A very informative interview – Charlie asked interesting questions and Marc has equally insightful answers & discussions.

Video and full text at http://seekingalpha.com/article/121915-marc-andreessen-on-charlie-rose-internet-and-new-media-companies

For the attention challenged my bullet notes:

  1. Future of news papers

    • Two words – kill it ! Stop Printing newspapers !
    • Fundamental structural change happening in the newspaper business. It is happening in all branches of the media industry but the newspaper is at the front
    • Investors have seen thru the transition. But the industry is still trying to survive.
    • An interesting analogy : Chronic pain vs acute pain – How many years of chronic pain vs one year of acute pain for transition ;o)
    • Acute pain will be acute but inevitable. But need to build for future.
    • Wrote a blog New York Times deathwatch ! “What is with you & NY Times ?” Charlie asks. Blog post no longer there
  2. Social Media Industry

    • Facebook: Facebook 175 million users, half of them use it every day; many use it 50 times a day. On its way to 500 million users !  Mark is on the board of directors. 135 million active users  equates to 6th most populous country in the world !

Records:

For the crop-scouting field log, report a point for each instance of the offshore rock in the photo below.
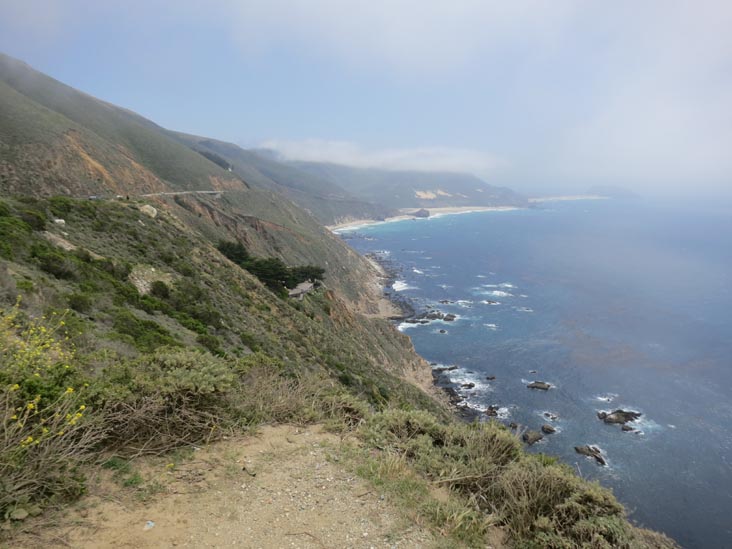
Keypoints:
(530, 437)
(619, 416)
(591, 451)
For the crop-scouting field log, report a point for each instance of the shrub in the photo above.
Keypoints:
(210, 342)
(167, 399)
(235, 251)
(159, 289)
(34, 218)
(46, 429)
(145, 335)
(80, 302)
(54, 262)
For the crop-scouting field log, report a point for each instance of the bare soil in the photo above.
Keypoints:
(281, 488)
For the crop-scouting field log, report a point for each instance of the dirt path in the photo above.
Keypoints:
(275, 490)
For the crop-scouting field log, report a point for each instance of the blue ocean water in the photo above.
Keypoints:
(617, 305)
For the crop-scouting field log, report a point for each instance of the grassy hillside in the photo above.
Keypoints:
(51, 132)
(124, 331)
(57, 140)
(324, 199)
(412, 189)
(134, 335)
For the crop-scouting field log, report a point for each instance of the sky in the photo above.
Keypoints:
(539, 95)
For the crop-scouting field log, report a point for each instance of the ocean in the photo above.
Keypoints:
(616, 304)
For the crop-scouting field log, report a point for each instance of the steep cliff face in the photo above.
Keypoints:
(55, 140)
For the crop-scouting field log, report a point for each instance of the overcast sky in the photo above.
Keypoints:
(535, 94)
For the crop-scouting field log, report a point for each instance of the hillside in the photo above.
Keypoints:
(55, 140)
(324, 199)
(414, 189)
(157, 325)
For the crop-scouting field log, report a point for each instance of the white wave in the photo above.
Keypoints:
(500, 293)
(401, 285)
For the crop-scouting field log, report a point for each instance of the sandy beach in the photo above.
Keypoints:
(406, 214)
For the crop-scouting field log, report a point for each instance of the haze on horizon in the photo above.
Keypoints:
(539, 96)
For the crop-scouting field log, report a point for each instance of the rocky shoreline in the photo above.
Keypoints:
(456, 393)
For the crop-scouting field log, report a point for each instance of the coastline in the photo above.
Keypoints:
(569, 197)
(404, 215)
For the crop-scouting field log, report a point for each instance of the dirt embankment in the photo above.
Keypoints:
(281, 488)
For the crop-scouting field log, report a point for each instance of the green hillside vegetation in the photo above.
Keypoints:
(329, 202)
(56, 140)
(92, 366)
(124, 331)
(270, 271)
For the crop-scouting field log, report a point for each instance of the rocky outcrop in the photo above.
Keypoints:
(531, 437)
(618, 416)
(591, 451)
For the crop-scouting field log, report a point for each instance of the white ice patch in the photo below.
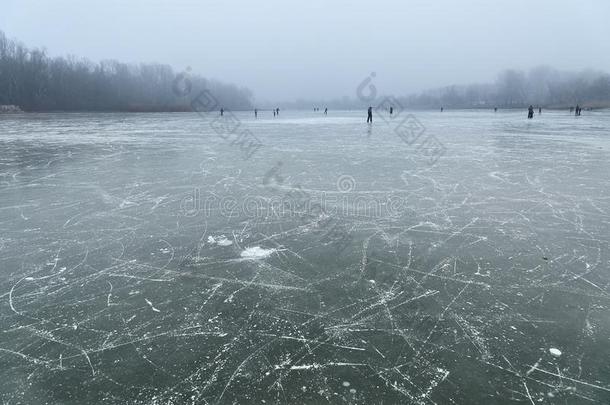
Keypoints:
(219, 240)
(257, 252)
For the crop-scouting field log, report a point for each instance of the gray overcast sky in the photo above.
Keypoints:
(285, 49)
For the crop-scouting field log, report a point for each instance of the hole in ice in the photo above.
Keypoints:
(256, 252)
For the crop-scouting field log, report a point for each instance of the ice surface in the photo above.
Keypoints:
(416, 283)
(257, 252)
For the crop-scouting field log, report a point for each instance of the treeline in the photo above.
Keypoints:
(541, 86)
(36, 82)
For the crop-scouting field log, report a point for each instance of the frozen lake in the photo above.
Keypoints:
(457, 258)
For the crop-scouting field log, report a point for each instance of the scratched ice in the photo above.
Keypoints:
(485, 281)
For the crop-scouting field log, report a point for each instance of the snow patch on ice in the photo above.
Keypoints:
(219, 240)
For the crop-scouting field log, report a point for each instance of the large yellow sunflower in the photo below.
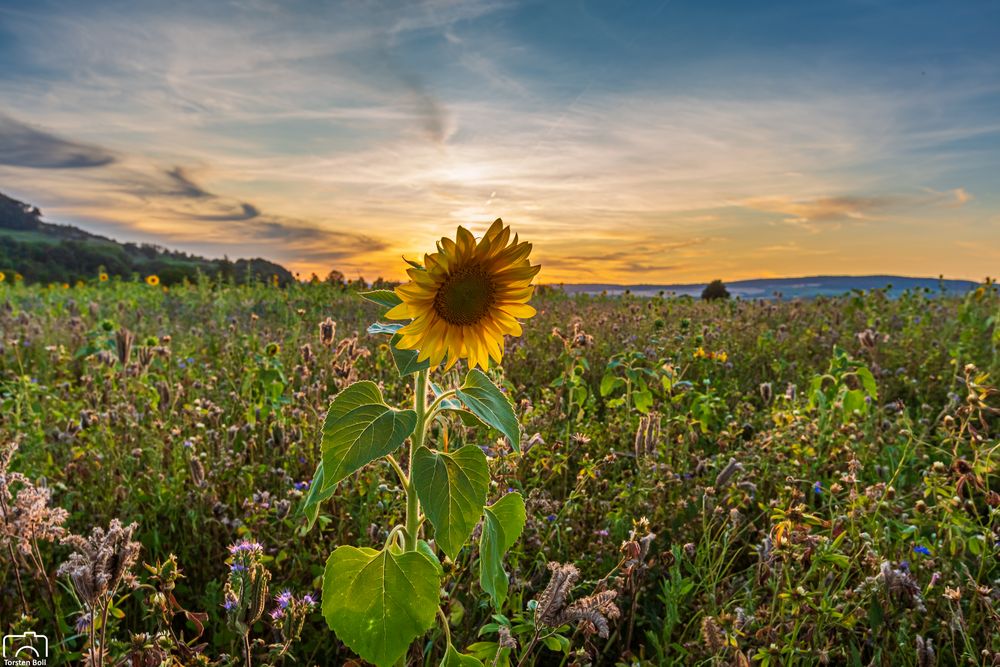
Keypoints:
(466, 298)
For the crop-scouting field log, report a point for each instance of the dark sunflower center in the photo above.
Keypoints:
(466, 296)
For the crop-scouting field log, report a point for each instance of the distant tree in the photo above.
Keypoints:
(715, 290)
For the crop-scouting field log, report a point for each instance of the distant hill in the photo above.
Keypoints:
(49, 253)
(787, 288)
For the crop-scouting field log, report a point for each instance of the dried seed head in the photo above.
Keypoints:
(712, 635)
(327, 332)
(925, 652)
(593, 613)
(553, 599)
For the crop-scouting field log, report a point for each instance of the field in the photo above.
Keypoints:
(729, 482)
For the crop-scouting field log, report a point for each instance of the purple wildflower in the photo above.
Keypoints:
(284, 598)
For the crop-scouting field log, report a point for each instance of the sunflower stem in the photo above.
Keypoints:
(416, 442)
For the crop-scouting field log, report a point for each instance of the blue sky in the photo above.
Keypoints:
(630, 141)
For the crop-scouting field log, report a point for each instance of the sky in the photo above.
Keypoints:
(632, 142)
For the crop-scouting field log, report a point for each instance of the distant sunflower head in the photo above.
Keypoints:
(466, 298)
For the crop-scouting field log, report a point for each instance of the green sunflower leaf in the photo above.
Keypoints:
(406, 360)
(378, 602)
(385, 327)
(452, 488)
(485, 400)
(384, 298)
(452, 658)
(360, 428)
(503, 522)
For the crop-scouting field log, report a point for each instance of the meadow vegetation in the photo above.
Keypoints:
(703, 482)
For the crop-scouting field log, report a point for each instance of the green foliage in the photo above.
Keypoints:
(504, 520)
(715, 290)
(790, 529)
(490, 405)
(452, 488)
(359, 429)
(378, 602)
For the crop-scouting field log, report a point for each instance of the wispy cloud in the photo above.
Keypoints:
(348, 135)
(22, 145)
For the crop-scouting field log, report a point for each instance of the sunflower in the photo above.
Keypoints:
(466, 298)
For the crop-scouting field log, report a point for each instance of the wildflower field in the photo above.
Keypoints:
(693, 482)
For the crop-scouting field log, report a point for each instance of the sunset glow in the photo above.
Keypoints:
(634, 142)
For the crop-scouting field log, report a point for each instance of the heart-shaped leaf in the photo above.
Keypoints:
(452, 658)
(385, 298)
(452, 488)
(383, 327)
(360, 428)
(378, 602)
(490, 405)
(503, 522)
(406, 360)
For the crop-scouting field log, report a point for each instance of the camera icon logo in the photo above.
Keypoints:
(26, 649)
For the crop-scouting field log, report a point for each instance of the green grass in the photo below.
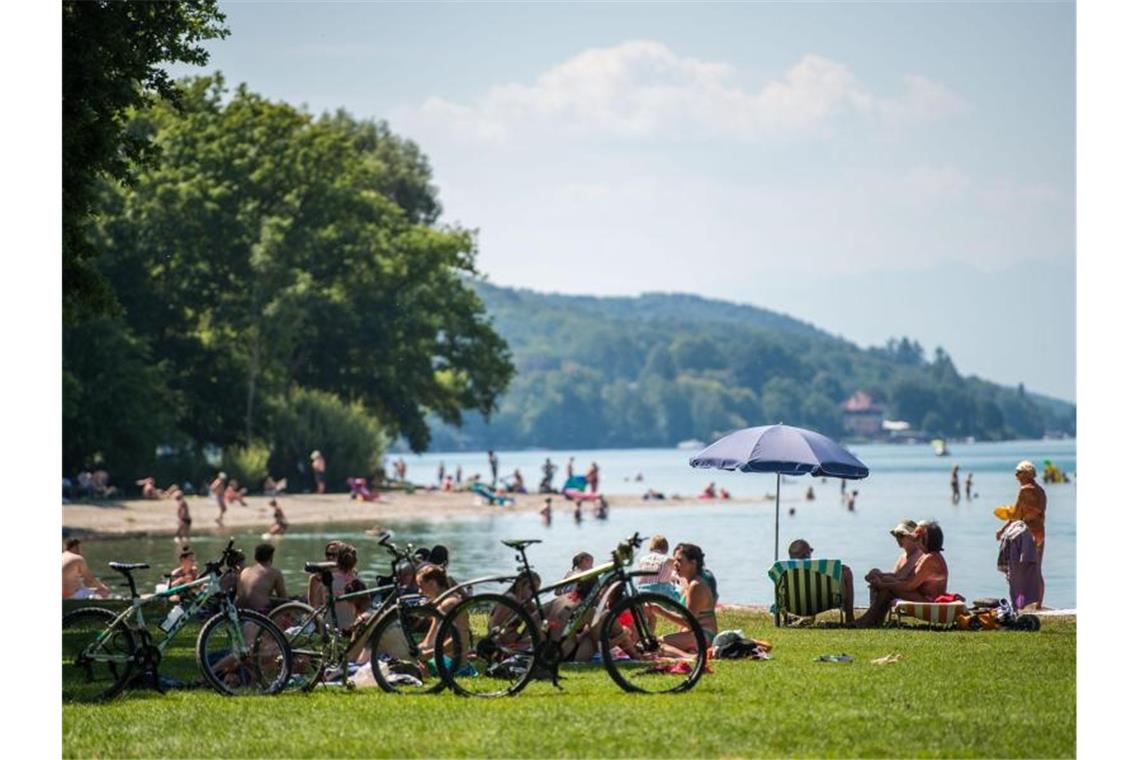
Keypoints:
(953, 694)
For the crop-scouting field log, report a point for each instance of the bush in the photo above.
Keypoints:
(249, 464)
(347, 435)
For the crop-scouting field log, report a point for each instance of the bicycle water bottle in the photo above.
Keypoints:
(172, 618)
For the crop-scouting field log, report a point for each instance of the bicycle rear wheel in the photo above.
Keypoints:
(502, 655)
(250, 656)
(304, 630)
(661, 644)
(95, 668)
(397, 645)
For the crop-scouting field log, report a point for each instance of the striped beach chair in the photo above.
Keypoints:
(806, 587)
(944, 614)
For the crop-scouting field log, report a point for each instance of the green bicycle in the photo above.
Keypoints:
(392, 634)
(648, 642)
(239, 652)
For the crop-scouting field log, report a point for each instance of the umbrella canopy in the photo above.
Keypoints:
(781, 449)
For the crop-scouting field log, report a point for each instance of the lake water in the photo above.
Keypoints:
(737, 536)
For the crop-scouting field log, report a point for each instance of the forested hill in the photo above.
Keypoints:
(661, 368)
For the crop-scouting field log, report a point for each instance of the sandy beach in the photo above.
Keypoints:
(157, 517)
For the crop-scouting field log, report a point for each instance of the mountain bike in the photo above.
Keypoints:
(392, 634)
(648, 642)
(239, 652)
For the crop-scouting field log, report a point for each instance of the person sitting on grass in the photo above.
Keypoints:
(431, 581)
(186, 571)
(800, 549)
(926, 583)
(904, 566)
(698, 598)
(79, 581)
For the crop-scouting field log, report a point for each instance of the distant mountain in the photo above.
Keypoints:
(660, 368)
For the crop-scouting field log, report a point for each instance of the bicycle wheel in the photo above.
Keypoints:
(661, 644)
(98, 658)
(501, 655)
(397, 644)
(304, 630)
(244, 658)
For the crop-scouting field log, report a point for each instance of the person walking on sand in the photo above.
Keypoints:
(184, 519)
(279, 523)
(79, 581)
(218, 489)
(318, 471)
(1031, 509)
(494, 463)
(592, 477)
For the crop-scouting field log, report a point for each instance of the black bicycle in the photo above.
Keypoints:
(648, 642)
(392, 632)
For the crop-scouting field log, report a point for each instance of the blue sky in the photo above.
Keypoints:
(876, 169)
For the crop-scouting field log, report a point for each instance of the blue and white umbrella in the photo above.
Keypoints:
(784, 450)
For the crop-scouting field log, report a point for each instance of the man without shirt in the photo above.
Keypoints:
(261, 583)
(79, 581)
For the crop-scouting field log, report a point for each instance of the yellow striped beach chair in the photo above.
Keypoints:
(944, 614)
(806, 587)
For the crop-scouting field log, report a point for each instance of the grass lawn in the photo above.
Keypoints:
(953, 694)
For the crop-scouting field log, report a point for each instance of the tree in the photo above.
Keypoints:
(112, 56)
(261, 252)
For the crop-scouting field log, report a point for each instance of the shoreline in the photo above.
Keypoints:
(156, 517)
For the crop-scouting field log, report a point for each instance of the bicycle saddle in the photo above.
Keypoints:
(127, 566)
(519, 545)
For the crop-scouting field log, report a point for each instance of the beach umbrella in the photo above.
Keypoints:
(784, 450)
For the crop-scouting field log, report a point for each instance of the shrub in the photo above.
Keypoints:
(249, 464)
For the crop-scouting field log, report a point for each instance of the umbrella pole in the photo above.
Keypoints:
(778, 520)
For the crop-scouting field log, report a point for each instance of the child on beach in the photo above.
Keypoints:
(279, 522)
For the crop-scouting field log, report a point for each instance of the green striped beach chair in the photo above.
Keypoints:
(806, 587)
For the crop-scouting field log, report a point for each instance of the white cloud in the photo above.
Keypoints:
(642, 89)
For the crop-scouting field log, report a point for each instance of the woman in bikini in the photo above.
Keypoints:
(926, 583)
(698, 598)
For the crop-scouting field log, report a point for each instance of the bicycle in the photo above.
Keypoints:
(239, 652)
(393, 631)
(644, 638)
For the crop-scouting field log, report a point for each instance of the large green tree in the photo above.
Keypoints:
(113, 54)
(265, 250)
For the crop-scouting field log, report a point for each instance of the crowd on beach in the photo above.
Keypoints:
(919, 573)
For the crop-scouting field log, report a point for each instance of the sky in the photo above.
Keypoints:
(878, 170)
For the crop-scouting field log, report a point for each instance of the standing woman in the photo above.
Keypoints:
(1031, 509)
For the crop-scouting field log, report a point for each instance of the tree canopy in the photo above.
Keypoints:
(261, 251)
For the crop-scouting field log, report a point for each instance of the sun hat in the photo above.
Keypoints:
(905, 528)
(799, 549)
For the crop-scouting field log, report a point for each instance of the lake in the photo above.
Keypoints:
(737, 536)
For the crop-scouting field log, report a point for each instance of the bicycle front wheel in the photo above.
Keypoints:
(398, 645)
(245, 656)
(652, 644)
(304, 630)
(502, 651)
(98, 655)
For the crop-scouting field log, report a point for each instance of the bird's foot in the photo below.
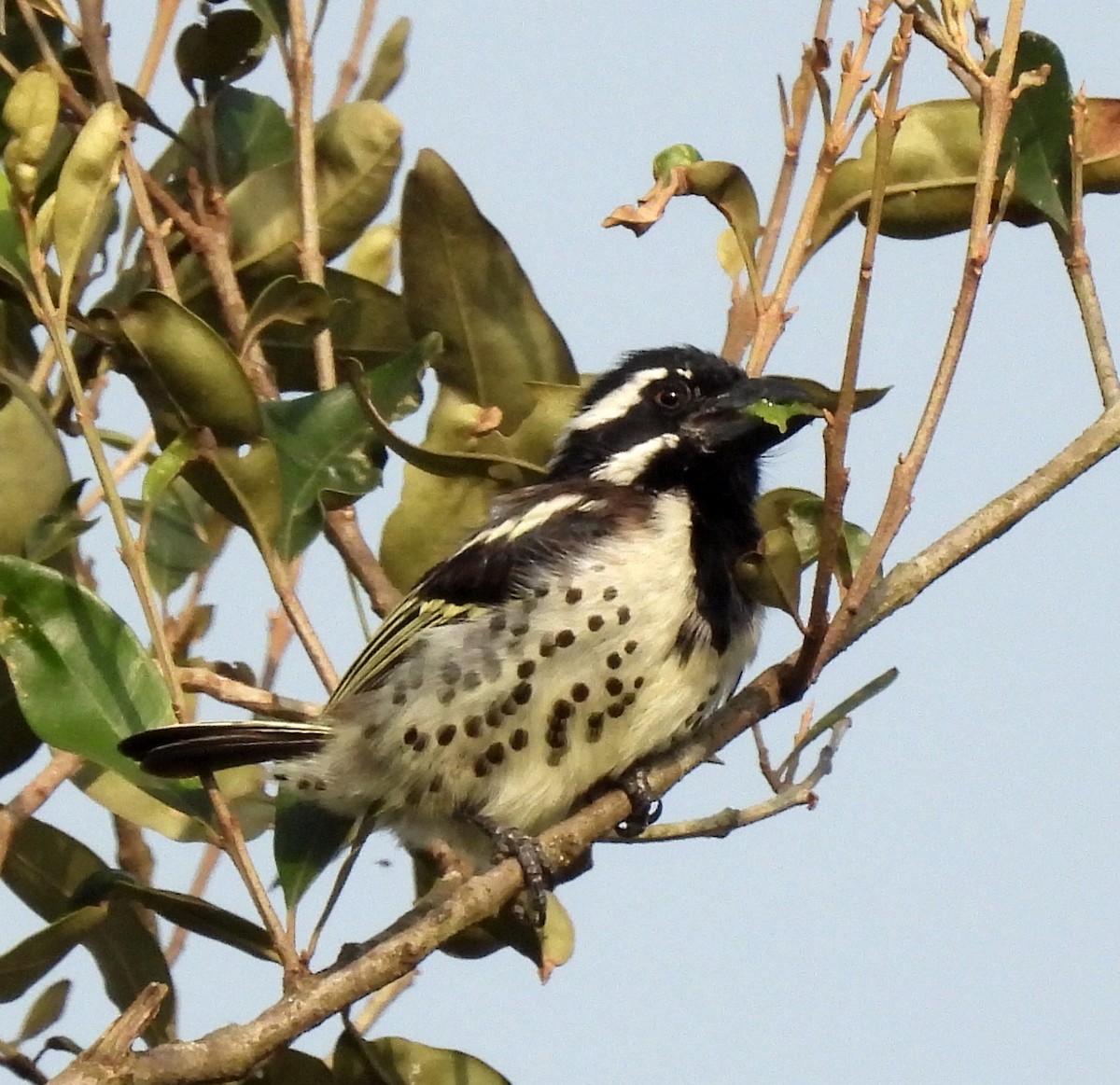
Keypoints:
(515, 843)
(645, 806)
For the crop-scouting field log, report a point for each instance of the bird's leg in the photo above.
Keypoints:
(515, 843)
(645, 806)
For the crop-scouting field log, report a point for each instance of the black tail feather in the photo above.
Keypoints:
(189, 749)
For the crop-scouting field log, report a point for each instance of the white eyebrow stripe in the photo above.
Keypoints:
(625, 466)
(616, 403)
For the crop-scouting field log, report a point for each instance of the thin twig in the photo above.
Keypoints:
(121, 469)
(351, 68)
(725, 822)
(61, 767)
(837, 139)
(203, 873)
(301, 71)
(344, 535)
(233, 843)
(161, 32)
(1072, 245)
(835, 435)
(259, 701)
(998, 98)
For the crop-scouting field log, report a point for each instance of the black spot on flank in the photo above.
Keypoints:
(560, 711)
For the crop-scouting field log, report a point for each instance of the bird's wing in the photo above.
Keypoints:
(531, 530)
(395, 636)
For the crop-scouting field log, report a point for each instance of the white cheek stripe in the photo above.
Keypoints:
(616, 403)
(625, 466)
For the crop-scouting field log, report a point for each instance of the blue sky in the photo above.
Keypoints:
(946, 913)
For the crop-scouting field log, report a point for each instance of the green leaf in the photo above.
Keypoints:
(184, 536)
(251, 133)
(357, 151)
(17, 740)
(196, 369)
(728, 189)
(31, 960)
(182, 910)
(307, 840)
(34, 476)
(1036, 141)
(45, 1011)
(395, 1061)
(82, 678)
(57, 530)
(328, 451)
(287, 300)
(463, 281)
(43, 868)
(665, 161)
(474, 468)
(85, 188)
(387, 63)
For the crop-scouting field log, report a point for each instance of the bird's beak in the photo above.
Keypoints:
(762, 412)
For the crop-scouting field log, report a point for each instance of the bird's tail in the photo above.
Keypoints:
(189, 749)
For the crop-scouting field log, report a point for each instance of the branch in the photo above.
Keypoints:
(230, 691)
(298, 64)
(726, 821)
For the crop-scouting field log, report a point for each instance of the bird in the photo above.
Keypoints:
(594, 620)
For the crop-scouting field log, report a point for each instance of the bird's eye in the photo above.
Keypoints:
(672, 396)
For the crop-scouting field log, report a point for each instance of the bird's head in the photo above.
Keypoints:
(662, 414)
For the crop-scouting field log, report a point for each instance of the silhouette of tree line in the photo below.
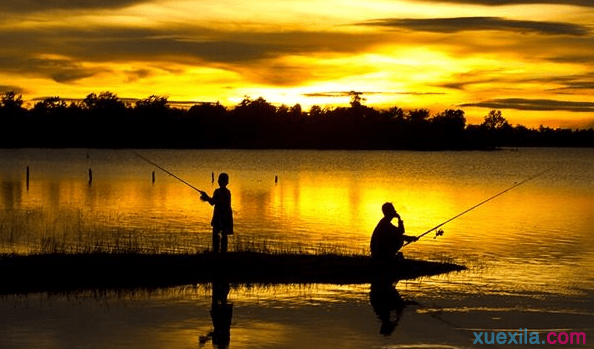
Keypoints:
(104, 120)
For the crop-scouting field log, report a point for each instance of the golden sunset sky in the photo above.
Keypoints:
(534, 60)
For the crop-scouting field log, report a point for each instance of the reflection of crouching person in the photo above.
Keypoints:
(387, 239)
(222, 218)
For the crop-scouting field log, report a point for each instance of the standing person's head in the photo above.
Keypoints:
(223, 179)
(389, 210)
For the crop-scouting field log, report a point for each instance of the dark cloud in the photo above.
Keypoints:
(7, 88)
(59, 70)
(585, 3)
(25, 6)
(459, 24)
(252, 54)
(533, 104)
(363, 93)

[Problem to work on]
Can you continue the interview notes from the point where they stop? These items have no connection to the interview notes.

[Result of this task]
      They are taking a more organic growth model if they had taken the normal advertising, they would make been over a billion dollar in ad revenue. Facebook has tremendous potential for example could monetize the home page just a question of how they choose to extract the value. They want to build a long term business, eyes way on the horizon and big vision (to connect everybody on the planet (what about beyond?))
    • Ning: Ning has crossed 20 million users adding 2 million users a month. There are a million social networks on Ning !
    • YouTube, Facebook et al – under-monetized assets
    • Twitter as a real-time electronic nervous system – says you could twitter when a plane lands in water. May be people did, but I wouldn’t be twittering if my plane crash landed on water ;o)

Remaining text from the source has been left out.